▶ _PETUNJUK SOAL_
Ubah nama "Balai Pegat" menjadi "Bale Pegat" dalam kutipan tentang Pura Besakih, lalu tuliskan kembali bagian yang diawali kata-kata "Dari Candi Bentar" dan berhenti setelah "dua bagian terpisah.".

▶ _KUTIPAN TEKS_
══════
Dari Candi Bentar ini kita memasuki Mandala Pertama dari Pura Penataran Agung Besakih. Kita akan ketemu tiga bangunan yaitu Balai Pegat yang diapit oleh dua Balai Kulkul Kembar. Di depan Balai Pegat ada di kiri dan di kanan areal Mandala Pertama ini balai kesenian yang disebut Balai Pelegongan dan Balai Pegambuhan. Bangunan-bangunan ini memiliki nilai yang sangat dalam dan mengacu pada ajaran suci Veda. Ada Balai Pegat yaitu balai berbentuk segi empat panjang bertiang delapan, dengan ruang dalamnya dibagi atas dua bagian terpisah.
Balai ini sebagai media untuk memercikan Tirtha pengelukatan sebagai sarana untuk memohon perlindungan Tuhan dari berbagai halangan dalam menuju jalan spiritual mencapai Omkara simbol Hyang Widhi Wasa itu. Balai Pegat ini dapat dijadikan sarana untuk bermeditasi memusatkan pikiran pada Omkara sebagai kesadaran rohani dengan memutuskan kesadaran duniawi. Karena itu namanya Balai Pegat. Kata Pegat artinya putus.
Balai Kulkul di kiri-kanan Balai Pegat ini juga sebagai simbol untuk mengembangkan rasa aman pada diri umat baik sebagai individu maupun dalam kehidupan bersama. Kulkul adalah simbol raksanam. Artinya sebagai sarana doa untuk memotivasi umat mendapatkan rasa aman. Dalam Manawa Dharmasastra I.89 ada dinyatakan beberapa kewajiban para ksatria atau pemerintah, di antaranya ada dinyatakan bahwa menciptaan Raksanam dan Danam.
Maksudnya mengupayakan adanya suasana hidup yang mampu memberikan rasa aman (raksanam) dan sejahtera (danam) pada masyarakat. Jadi fungsi kulkul itu bukan dibunyikan untuk membuat kerusuhan. Dengan kata lain adanya kulkul kembar yang mengapit Balai Pegat itu sebagai media untuk memberikan inspirasi kepada umat untuk membangun suasana aman. Suasana aman itu meliputi aman secara duniawi dan aman secara rokhani. Karena itu kulkul-nya dibuat kembar.
══════
▶ _Baris dari dataset penunjukan_
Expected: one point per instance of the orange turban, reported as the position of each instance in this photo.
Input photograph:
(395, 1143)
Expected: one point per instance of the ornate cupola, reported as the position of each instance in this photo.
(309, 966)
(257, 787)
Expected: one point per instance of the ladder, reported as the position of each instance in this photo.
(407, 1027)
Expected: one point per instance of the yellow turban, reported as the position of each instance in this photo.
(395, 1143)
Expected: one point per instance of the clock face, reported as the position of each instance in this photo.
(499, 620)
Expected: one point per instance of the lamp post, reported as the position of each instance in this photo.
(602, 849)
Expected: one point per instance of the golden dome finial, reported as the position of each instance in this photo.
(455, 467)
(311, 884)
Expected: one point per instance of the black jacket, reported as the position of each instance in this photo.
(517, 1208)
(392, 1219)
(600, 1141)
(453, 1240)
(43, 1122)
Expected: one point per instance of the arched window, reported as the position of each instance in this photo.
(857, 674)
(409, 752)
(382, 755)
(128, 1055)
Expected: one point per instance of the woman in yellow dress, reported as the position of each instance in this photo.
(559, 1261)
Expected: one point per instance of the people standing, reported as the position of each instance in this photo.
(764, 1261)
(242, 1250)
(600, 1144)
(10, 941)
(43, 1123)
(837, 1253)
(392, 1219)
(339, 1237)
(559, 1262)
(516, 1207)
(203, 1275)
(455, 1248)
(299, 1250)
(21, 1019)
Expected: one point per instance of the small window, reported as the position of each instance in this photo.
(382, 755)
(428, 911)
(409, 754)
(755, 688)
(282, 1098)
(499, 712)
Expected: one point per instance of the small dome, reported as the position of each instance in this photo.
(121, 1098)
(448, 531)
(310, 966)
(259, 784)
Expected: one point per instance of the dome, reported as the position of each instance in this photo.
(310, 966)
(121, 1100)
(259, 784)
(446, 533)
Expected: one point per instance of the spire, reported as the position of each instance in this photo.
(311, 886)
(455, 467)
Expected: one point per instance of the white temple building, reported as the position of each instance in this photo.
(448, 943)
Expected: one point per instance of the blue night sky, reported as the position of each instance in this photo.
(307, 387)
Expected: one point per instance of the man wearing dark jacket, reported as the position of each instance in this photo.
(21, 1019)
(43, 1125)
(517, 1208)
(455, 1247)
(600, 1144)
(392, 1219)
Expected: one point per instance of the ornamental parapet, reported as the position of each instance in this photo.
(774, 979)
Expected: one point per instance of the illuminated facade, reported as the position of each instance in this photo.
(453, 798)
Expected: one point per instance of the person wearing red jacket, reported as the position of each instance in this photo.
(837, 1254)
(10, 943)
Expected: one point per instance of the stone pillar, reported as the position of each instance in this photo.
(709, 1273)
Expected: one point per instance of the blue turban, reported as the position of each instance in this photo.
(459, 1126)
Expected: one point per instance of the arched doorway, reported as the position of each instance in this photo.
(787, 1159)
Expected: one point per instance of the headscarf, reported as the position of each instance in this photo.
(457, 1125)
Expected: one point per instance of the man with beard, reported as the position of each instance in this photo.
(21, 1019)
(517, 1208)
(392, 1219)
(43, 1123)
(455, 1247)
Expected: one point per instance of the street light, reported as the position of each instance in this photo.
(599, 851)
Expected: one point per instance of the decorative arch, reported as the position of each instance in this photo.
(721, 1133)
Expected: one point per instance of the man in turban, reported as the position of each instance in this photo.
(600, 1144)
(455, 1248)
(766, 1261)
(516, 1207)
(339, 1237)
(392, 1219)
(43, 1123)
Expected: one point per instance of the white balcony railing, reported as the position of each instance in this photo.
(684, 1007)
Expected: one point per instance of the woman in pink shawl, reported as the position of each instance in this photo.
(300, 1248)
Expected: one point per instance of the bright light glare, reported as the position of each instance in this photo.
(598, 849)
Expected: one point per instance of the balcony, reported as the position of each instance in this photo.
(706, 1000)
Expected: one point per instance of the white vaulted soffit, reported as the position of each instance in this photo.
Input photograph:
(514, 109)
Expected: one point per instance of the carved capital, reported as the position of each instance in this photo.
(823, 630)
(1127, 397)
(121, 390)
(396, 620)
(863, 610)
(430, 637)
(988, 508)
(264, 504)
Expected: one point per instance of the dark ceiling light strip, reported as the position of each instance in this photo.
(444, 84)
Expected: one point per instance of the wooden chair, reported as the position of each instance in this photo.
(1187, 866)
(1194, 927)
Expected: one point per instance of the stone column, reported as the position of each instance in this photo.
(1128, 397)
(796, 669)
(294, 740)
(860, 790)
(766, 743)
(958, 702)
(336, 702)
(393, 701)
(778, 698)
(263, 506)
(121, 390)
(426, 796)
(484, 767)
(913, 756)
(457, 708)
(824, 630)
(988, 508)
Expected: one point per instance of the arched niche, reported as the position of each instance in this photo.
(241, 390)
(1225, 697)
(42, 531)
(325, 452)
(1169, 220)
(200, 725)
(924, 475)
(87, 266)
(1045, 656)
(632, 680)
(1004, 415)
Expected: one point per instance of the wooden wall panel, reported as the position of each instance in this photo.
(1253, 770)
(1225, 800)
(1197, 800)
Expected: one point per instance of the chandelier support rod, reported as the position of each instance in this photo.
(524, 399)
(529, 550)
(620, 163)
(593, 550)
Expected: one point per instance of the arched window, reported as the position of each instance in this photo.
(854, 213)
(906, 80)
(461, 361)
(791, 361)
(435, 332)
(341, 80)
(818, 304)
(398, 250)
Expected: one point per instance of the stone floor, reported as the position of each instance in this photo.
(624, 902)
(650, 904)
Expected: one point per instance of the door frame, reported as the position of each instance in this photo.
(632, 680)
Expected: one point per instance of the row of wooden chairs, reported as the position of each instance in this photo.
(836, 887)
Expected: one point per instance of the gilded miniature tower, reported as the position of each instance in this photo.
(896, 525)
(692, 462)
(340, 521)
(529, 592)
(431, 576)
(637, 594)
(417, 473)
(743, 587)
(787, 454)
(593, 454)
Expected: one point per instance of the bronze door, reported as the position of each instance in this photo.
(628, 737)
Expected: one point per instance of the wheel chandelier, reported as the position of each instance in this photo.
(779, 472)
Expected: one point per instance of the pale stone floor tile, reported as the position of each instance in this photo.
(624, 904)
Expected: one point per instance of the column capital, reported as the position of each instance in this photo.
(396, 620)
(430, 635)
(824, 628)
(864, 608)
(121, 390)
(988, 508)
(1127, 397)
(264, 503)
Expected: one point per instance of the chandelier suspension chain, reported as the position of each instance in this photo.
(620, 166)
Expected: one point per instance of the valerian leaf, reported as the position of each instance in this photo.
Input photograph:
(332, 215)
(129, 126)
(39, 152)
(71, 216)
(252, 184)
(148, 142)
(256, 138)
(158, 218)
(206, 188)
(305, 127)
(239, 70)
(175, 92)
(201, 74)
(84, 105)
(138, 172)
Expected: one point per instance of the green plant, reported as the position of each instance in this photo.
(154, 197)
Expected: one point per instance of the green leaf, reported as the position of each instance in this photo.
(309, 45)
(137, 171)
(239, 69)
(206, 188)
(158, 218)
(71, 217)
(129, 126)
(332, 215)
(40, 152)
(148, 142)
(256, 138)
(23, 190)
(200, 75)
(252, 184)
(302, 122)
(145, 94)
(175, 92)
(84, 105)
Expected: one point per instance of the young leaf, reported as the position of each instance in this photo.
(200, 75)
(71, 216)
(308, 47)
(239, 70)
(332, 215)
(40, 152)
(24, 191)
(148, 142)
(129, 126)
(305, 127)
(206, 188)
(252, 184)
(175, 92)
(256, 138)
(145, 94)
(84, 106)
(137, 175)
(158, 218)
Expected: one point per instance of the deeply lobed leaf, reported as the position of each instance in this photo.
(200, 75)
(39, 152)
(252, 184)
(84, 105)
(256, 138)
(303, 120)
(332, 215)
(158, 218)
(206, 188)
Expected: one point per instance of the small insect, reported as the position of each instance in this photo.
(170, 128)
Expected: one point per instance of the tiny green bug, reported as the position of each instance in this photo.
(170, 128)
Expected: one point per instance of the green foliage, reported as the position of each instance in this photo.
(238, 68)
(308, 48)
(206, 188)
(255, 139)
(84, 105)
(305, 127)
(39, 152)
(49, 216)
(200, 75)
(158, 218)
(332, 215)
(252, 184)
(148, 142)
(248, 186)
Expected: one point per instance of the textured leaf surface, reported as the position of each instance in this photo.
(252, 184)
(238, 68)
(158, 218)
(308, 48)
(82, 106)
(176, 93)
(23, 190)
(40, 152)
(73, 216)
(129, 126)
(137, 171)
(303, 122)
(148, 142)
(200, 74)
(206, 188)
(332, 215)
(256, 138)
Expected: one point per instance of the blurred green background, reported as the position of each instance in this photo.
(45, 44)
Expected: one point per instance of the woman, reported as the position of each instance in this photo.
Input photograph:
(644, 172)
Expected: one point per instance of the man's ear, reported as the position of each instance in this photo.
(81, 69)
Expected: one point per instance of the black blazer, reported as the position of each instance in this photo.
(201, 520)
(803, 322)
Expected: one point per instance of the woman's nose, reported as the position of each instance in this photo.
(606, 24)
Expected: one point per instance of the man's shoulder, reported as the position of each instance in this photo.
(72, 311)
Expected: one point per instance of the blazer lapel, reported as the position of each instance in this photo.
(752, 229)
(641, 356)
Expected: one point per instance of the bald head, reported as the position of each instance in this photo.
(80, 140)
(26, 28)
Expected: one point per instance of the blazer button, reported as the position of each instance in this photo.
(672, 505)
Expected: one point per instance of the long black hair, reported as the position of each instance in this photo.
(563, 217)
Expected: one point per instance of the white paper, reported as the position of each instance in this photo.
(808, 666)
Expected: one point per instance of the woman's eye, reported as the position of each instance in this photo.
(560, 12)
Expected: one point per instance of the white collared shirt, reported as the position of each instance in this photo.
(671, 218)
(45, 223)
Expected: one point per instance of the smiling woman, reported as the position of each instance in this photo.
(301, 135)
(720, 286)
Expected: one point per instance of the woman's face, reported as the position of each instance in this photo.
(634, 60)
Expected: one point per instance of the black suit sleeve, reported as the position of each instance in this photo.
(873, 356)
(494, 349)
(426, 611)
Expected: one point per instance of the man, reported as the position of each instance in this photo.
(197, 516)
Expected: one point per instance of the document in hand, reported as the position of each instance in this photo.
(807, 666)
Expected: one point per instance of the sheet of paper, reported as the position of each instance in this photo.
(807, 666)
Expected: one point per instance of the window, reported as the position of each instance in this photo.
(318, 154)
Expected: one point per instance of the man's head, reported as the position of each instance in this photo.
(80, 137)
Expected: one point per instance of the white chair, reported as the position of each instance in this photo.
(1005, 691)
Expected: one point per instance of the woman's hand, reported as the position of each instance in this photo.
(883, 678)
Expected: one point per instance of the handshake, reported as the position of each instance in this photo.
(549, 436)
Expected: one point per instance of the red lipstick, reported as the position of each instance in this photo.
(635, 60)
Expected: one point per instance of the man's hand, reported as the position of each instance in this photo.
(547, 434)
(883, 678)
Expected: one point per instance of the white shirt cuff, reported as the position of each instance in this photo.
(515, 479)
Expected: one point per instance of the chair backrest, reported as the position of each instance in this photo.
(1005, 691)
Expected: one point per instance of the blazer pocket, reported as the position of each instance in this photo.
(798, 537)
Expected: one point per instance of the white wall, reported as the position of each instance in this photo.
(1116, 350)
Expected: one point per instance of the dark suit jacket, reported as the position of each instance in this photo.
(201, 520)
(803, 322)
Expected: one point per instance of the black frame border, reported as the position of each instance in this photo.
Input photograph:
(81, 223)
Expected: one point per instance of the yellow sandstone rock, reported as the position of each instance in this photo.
══════
▶ _JAWABAN YANG DIHARAPKAN_
Dari Candi Bentar ini kita memasuki Mandala Pertama dari Pura Penataran Agung Besakih. Kita akan ketemu tiga bangunan yaitu Bale Pegat yang diapit oleh dua Balai Kulkul Kembar. Di depan Bale Pegat ada di kiri dan di kanan areal Mandala Pertama ini balai kesenian yang disebut Balai Pelegongan dan Balai Pegambuhan. Bangunan-bangunan ini memiliki nilai yang sangat dalam dan mengacu pada ajaran suci Veda. Ada Bale Pegat yaitu balai berbentuk segi empat panjang bertiang delapan, dengan ruang dalamnya dibagi atas dua bagian terpisah.